* **Job**
Convert every row below into a JSON array of strings, one string per line, omitting any blank lines.

* **Records shown**
....................

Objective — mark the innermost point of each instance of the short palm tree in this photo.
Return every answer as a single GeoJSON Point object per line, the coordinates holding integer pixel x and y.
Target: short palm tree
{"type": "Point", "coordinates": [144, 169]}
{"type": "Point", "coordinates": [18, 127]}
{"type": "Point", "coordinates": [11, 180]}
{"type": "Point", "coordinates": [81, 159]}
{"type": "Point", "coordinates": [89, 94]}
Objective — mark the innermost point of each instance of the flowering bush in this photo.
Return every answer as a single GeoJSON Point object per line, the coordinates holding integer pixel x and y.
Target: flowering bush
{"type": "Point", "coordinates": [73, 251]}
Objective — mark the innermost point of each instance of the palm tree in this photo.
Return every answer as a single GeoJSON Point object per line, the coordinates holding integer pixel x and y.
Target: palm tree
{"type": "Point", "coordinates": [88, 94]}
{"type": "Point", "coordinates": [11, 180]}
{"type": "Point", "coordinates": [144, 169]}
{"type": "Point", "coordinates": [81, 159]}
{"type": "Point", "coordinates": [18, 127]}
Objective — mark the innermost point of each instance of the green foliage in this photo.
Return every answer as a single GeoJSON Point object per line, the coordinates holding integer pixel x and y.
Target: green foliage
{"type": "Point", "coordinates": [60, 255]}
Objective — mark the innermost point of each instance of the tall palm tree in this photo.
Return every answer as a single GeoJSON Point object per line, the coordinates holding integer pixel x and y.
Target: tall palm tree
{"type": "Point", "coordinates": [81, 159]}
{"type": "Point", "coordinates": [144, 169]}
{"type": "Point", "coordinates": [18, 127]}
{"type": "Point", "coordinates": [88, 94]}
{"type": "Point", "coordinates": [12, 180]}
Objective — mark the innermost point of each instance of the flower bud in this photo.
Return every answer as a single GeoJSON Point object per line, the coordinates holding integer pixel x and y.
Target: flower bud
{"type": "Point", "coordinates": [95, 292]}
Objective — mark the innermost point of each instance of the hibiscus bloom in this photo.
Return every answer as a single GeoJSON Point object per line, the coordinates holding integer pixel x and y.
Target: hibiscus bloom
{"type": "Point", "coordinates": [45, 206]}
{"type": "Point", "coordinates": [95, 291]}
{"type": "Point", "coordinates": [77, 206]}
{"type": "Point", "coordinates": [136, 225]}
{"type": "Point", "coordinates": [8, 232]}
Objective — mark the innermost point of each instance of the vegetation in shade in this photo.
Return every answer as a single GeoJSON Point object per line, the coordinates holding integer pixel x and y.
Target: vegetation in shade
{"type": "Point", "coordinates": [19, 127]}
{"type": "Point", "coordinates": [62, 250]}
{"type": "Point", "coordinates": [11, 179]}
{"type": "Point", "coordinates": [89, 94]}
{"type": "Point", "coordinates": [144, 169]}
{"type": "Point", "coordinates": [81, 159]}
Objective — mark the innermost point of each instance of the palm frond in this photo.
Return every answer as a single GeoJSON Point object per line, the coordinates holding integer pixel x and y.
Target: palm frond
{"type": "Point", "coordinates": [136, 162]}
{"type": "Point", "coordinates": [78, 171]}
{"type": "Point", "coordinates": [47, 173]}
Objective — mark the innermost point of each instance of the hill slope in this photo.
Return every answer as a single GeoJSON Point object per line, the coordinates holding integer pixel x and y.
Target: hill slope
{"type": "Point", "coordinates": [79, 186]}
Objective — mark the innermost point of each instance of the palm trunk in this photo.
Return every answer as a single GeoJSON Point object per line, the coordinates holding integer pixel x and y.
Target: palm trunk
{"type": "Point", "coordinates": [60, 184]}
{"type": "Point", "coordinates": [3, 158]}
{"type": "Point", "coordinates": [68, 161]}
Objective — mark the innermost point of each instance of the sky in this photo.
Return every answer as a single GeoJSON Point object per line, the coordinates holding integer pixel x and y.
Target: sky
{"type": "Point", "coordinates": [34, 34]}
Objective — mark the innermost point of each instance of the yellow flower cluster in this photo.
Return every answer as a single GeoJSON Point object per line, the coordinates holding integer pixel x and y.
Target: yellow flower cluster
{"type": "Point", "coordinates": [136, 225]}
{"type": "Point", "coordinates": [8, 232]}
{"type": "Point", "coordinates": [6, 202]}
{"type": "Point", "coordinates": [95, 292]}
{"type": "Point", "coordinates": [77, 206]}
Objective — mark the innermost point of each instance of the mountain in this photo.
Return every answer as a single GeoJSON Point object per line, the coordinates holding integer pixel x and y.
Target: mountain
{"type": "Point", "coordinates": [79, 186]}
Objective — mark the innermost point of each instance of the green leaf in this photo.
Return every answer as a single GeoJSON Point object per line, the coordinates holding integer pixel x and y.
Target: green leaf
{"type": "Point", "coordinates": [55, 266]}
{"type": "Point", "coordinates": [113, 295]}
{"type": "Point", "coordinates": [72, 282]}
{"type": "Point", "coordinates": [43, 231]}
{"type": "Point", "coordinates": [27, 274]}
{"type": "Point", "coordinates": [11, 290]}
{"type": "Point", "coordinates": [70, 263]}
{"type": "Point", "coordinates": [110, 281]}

....................

* **Solved problem**
[
  "Objective — mark the innermost point of each instance of the short palm tree in this photo.",
  "Return every answer as a single GeoJSON Point object per line, the coordinates holding integer pixel x and y.",
  "Target: short palm tree",
  "{\"type\": \"Point\", \"coordinates\": [144, 169]}",
  "{\"type\": \"Point\", \"coordinates\": [18, 127]}",
  "{\"type\": \"Point\", \"coordinates\": [11, 180]}",
  "{\"type\": \"Point\", \"coordinates\": [81, 159]}",
  "{\"type\": \"Point\", \"coordinates\": [89, 94]}",
  "Objective — mark the innermost point of each instance of the flowering bush in this photo.",
  "Return every answer as a single GeoJSON Point object per line, the coordinates holding integer pixel x and y.",
  "Target: flowering bush",
  "{\"type\": \"Point\", \"coordinates\": [73, 251]}",
  "Objective — mark the innermost point of each instance of the palm tree in this photo.",
  "Return every answer as a single GeoJSON Point object per line, the coordinates holding integer pixel x and y.",
  "Target: palm tree",
  "{\"type\": \"Point\", \"coordinates\": [88, 94]}",
  "{\"type\": \"Point\", \"coordinates\": [11, 180]}",
  "{\"type\": \"Point\", \"coordinates\": [144, 169]}",
  "{\"type\": \"Point\", \"coordinates\": [81, 159]}",
  "{\"type\": \"Point\", \"coordinates\": [18, 127]}",
  "Objective — mark the innermost point of each instance of the green foliage in this photo.",
  "Return every answer as a single GeoJSON Point object per line, the coordinates holding integer pixel x and y.",
  "Target: green foliage",
  "{\"type\": \"Point\", \"coordinates\": [60, 255]}",
  "Objective — mark the innermost point of each instance of the tall palm tree in this photo.",
  "Return every answer as a single GeoJSON Point object per line, the coordinates holding integer pixel x and y.",
  "Target: tall palm tree",
  "{\"type\": \"Point\", \"coordinates\": [81, 159]}",
  "{\"type\": \"Point\", \"coordinates\": [144, 169]}",
  "{\"type\": \"Point\", \"coordinates\": [18, 127]}",
  "{\"type\": \"Point\", \"coordinates\": [88, 94]}",
  "{\"type\": \"Point\", \"coordinates\": [12, 180]}",
  "Objective — mark the innermost point of each instance of the flower bud in this photo.",
  "Return every answer as a single GeoJSON Point object per line, the coordinates holding integer pixel x and y.",
  "Target: flower bud",
  "{\"type\": \"Point\", \"coordinates\": [95, 292]}",
  "Objective — mark the innermost point of each instance of the hibiscus bloom in this photo.",
  "Return every answer as a single GeoJSON Point object per line, the coordinates holding integer pixel x and y.",
  "Target: hibiscus bloom",
  "{\"type\": \"Point\", \"coordinates\": [45, 206]}",
  "{\"type\": \"Point\", \"coordinates\": [95, 291]}",
  "{\"type\": \"Point\", \"coordinates\": [77, 206]}",
  "{\"type\": \"Point\", \"coordinates\": [136, 225]}",
  "{\"type\": \"Point\", \"coordinates\": [8, 232]}",
  "Objective — mark the innermost point of each instance of the vegetation in shade in this photo.",
  "Return every answer as a single GeoJSON Point object per line, the coordinates holding integer pixel x and y.",
  "Target: vegetation in shade",
  "{\"type\": \"Point\", \"coordinates\": [19, 127]}",
  "{\"type\": \"Point\", \"coordinates\": [62, 250]}",
  "{\"type\": \"Point\", \"coordinates\": [11, 179]}",
  "{\"type\": \"Point\", \"coordinates\": [89, 94]}",
  "{\"type\": \"Point\", \"coordinates\": [144, 169]}",
  "{\"type\": \"Point\", \"coordinates\": [81, 159]}",
  "Objective — mark the innermost point of each instance of the palm frond in this photo.",
  "Return every answer as a single GeoJSON Point object per line, the coordinates holding integer pixel x and y.",
  "Target: palm frond",
  "{\"type\": \"Point\", \"coordinates\": [136, 162]}",
  "{\"type\": \"Point\", \"coordinates\": [78, 171]}",
  "{\"type\": \"Point\", \"coordinates\": [47, 173]}",
  "Objective — mark the innermost point of each instance of the hill slope in this photo.",
  "Return every answer as a single GeoJSON Point object per line, the coordinates holding integer pixel x and y.",
  "Target: hill slope",
  "{\"type\": \"Point\", \"coordinates\": [79, 186]}",
  "Objective — mark the innermost point of each instance of the palm trunk in this photo.",
  "Return every answer as a single GeoJSON Point object per line, the coordinates holding integer pixel x and y.",
  "Target: palm trunk",
  "{\"type\": \"Point\", \"coordinates\": [60, 184]}",
  "{\"type\": \"Point\", \"coordinates\": [3, 158]}",
  "{\"type\": \"Point\", \"coordinates\": [68, 161]}",
  "Objective — mark the innermost point of each instance of the sky in this photo.",
  "Return every answer as a single GeoJSON Point object per line, the coordinates holding integer pixel x and y.",
  "Target: sky",
  "{\"type\": \"Point\", \"coordinates\": [34, 34]}",
  "Objective — mark the innermost point of each instance of the yellow flower cluster in this photo.",
  "Return every answer as a single GeoJSON Point object per line, the coordinates holding integer pixel x and y.",
  "Target: yellow flower cluster",
  "{\"type\": \"Point\", \"coordinates\": [136, 225]}",
  "{\"type\": \"Point\", \"coordinates\": [8, 232]}",
  "{\"type\": \"Point\", \"coordinates\": [6, 202]}",
  "{\"type\": \"Point\", \"coordinates\": [95, 292]}",
  "{\"type\": \"Point\", \"coordinates\": [77, 206]}",
  "Objective — mark the innermost point of each instance of the mountain in this photo.",
  "Return every answer as a single GeoJSON Point object per line, the coordinates holding integer pixel x and y.",
  "Target: mountain",
  "{\"type\": \"Point\", \"coordinates\": [79, 186]}",
  "Objective — mark the innermost point of each instance of the green leaf in this photo.",
  "Return every answer as a single GeoJSON Point object per line, the coordinates holding integer pixel x and y.",
  "Target: green leaf",
  "{\"type\": \"Point\", \"coordinates\": [55, 266]}",
  "{\"type\": \"Point\", \"coordinates\": [113, 295]}",
  "{\"type\": \"Point\", \"coordinates\": [72, 282]}",
  "{\"type\": \"Point\", \"coordinates\": [43, 231]}",
  "{\"type\": \"Point\", \"coordinates\": [27, 274]}",
  "{\"type\": \"Point\", \"coordinates\": [11, 290]}",
  "{\"type\": \"Point\", \"coordinates\": [70, 263]}",
  "{\"type\": \"Point\", \"coordinates\": [110, 281]}"
]